Zu einer erfolgreichen Implementierung von Single-use-Technologien in einen biopharmazeutischen  Herstellungsprozess gehört schließlich auch eine sichere Entsorgung. Da es sich bei den Single-use-Systemen häufig um Verbundwerkstoffe handelt, liegt die Herausforderung in der Trennung der Materialien. Neben unterschiedlichen Kunststoffen werden teilweise auch Metalle als Einbauten verwendet.

Da heute schon in ausgewählten Applikationen sämtliche Prozessschritte aus Single-use-Systemen realisiert werden, ist das Abfallvolumen entsprechend groß. Die dabei anfallenden Beutel, Schläuche, Filter etc. sind unter Umständen mit Organismen und/oder mit umweltgefährdenden Chemikalien belastet und müssen vor der Entsorgung entsprechend behandelt werden. Die Entsorgung der Kunststoffe erfolgt üblicherweise durch Verbrennung oder manchmal auch durch Deponierung.

Gegenwärtig stehen nur bedingt Systeme am Markt zur Verfügung, die die großen Abfallmengen zerkleinern oder kompaktieren können. Insbesondere im Zusammenhang mit der Inaktivierung bzw. Dekontamination gibt es derzeit so gut wie keine Lösung auf dem Markt. Darüber hinaus gibt es keine Möglichkeit, die Verbundstoffe vor Ort zu trennen, um sie gegebenenfalls einer Wiederverwertung zuzuführen. Das wiederum bedeutet, dass eine aufwendige und kostenintensive Logistik erforderlich ist, die den Vorteil der Single-use-Technologie im Prozesseinsatz schmälern kann. Hier besteht ein großer Bedarf, der durch innovative Lösungen gedeckt werden muss; Konzepte für den Materialfluss müssen schon in der Planungsphase berücksichtigt werden.

* _Extrahiertes Material_
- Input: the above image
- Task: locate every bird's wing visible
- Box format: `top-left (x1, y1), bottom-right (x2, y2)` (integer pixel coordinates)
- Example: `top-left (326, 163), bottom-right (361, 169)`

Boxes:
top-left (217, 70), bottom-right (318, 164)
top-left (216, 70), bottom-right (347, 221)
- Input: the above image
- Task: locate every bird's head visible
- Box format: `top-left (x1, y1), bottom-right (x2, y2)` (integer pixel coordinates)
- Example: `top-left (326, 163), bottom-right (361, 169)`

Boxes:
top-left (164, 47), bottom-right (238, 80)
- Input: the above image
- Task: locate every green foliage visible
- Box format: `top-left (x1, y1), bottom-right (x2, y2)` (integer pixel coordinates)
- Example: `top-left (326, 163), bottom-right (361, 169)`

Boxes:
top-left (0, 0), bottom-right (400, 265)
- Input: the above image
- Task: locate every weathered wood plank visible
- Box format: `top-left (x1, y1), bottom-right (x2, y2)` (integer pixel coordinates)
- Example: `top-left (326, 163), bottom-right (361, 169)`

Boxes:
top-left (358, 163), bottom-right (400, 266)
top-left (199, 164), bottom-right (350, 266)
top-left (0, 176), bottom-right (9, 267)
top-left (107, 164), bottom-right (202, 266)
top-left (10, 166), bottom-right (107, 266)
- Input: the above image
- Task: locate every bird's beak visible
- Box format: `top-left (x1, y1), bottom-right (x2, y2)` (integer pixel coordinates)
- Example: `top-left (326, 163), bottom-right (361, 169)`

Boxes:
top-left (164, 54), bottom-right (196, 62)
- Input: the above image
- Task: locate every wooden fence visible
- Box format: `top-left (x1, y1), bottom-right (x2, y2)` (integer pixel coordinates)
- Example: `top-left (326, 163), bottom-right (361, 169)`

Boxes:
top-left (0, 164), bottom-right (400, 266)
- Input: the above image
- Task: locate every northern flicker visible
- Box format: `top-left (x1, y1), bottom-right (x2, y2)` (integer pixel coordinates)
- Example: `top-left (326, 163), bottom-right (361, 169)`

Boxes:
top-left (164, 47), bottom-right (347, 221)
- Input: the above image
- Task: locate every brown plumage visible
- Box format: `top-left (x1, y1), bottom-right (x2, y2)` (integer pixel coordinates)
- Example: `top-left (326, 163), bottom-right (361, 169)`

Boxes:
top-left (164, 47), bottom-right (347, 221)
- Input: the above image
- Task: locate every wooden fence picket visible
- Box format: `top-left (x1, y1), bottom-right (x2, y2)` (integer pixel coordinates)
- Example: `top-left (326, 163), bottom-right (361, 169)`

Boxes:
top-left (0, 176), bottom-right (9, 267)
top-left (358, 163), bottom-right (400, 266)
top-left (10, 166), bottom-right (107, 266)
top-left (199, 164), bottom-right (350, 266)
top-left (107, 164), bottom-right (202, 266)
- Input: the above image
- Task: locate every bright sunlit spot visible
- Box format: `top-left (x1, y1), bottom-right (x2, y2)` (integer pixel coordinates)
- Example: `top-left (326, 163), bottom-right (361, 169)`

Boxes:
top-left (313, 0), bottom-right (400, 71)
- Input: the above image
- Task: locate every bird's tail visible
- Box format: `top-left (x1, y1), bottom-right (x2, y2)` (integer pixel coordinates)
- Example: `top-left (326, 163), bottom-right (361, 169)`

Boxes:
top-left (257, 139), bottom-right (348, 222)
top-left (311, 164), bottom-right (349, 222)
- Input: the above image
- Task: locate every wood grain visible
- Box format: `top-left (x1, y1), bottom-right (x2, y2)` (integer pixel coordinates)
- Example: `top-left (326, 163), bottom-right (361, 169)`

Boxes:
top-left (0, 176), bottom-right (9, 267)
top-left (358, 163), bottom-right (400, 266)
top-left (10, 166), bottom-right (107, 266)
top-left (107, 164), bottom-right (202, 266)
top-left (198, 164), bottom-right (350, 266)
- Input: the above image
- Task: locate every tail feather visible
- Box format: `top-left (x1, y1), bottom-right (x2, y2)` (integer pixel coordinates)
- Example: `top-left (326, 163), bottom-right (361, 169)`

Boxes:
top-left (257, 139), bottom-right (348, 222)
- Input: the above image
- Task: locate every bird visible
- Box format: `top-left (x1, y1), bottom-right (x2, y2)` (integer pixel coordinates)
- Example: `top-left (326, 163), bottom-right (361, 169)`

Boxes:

* _Zur Aufgabe_
Stimmen die folgenden Aussagen mit dem Textausschnitt über die Entsorgung von Single-use-Systemen überein? Beantworte jede mit Ja oder Nein und zitiere die entscheidenden Worte des Textes.
(a) Die Kunststoffe werden üblicherweise auf Deponien entsorgt.
(b) Für die Inaktivierung bzw. Dekontamination gibt es derzeit so gut wie keine Lösung auf dem Markt.
(c) Die Verbundstoffe lassen sich vor Ort trennen.

* _Gelöste Aufgabe_
(a) Nein: „Die Entsorgung der Kunststoffe erfolgt üblicherweise durch Verbrennung oder manchmal auch durch Deponierung.“
(b) Ja: „Insbesondere im Zusammenhang mit der Inaktivierung bzw. Dekontamination gibt es derzeit so gut wie keine Lösung auf dem Markt.“
(c) Nein: „Darüber hinaus gibt es keine Möglichkeit, die Verbundstoffe vor Ort zu trennen“